Tareas por hacer:
(A) Transcribe sin cambios, del texto sobre educación, todo lo que va desde "El hecho de" hasta "la educación secundaria.".
(B) Sigue escribiendo el texto sobre educación a partir de su última frase.

Fragmento del texto:
━━━━━━━━━━━━━━━━━━━━
La Fundación de Economía Aplicada (Fedea) y el Consejo General de Economistas (CGE) celebraron conjuntamente la tercera sesión de encuentros con la finalidad de profundizar en cuestiones de calado que afectan a nuestra economía de manera estructural. Que después de abordar cuestiones relativas al déficit-deuda y la productividad, se haya considerado la educación como un tema estructural de nuestro desarrollo dice mucho de ambas instituciones.
El hecho de tener tres hijos en diferentes etapas de la educación (primaria, secundaria y bachillerato) me hace sensible (y crítica) con aspectos tan delicados como son el uso de nuevas tecnologías para el aprendizaje en primaria, la falta de información y escasa orientación a la que se enfrentan los estudiantes de bachillerato, sin olvidar la repercusión —traducida en bajada de rendimiento— que ha tenido la pandemia que, a diferencia de otros países de nuestro entorno, se ha cebado en los alumnos que actualmente realizan los cursos centrales de la educación secundaria.
━━━━━━━━━━━━━━━━━━━━
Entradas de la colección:
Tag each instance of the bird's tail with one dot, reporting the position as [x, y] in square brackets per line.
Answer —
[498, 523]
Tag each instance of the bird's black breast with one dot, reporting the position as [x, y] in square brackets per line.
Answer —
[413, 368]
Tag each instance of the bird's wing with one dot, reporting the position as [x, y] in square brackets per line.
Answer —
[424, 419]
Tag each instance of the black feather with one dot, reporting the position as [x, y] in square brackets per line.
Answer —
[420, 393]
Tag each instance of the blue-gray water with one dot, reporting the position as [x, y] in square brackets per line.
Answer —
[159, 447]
━━━━━━━━━━━━━━━━━━━━
Lista de respuestas:
(A)
El hecho de tener tres hijos en diferentes etapas de la educación (primaria, secundaria y bachillerato) me hace sensible (y crítica) con aspectos tan delicados como son el uso de nuevas tecnologías para el aprendizaje en primaria, la falta de información y escasa orientación a la que se enfrentan los estudiantes de bachillerato, sin olvidar la repercusión —traducida en bajada de rendimiento— que ha tenido la pandemia que, a diferencia de otros países de nuestro entorno, se ha cebado en los alumnos que actualmente realizan los cursos centrales de la educación secundaria.

(B)
Una de las dificultades para obtener conclusiones en materia educativa dentro de la etapa obligatoria de la enseñanza, es la ausencia de métricas nacionales uniformes y realistas en todo el territorio nacional que permitan comparar los diferentes aspectos de la educación. La medición del nivel de inversión o los ratios alumno-profesor no parecen adecuados para evaluar la calidad de la enseñanza, medida dicha calidad como el rendimiento de los alumnos. Las últimas reformas legislativas, con la finalidad (loable) de hacer una educación más equitativa y más personalizada, han provocado una bajada en los estándares educativos, en la exigencia y en la calidad. Sirvan como ejemplo dos conclusiones muy relevantes: la primera, nuestros alumnos de bachillerato, a pesar de obtener las mejores calificaciones de los países europeos, tienen un rendimiento más bajo en comparación con dichos países; y la segunda, que nuestros estudiantes universitarios están a la cola en muchas competencias, como es la de la compresión lectora.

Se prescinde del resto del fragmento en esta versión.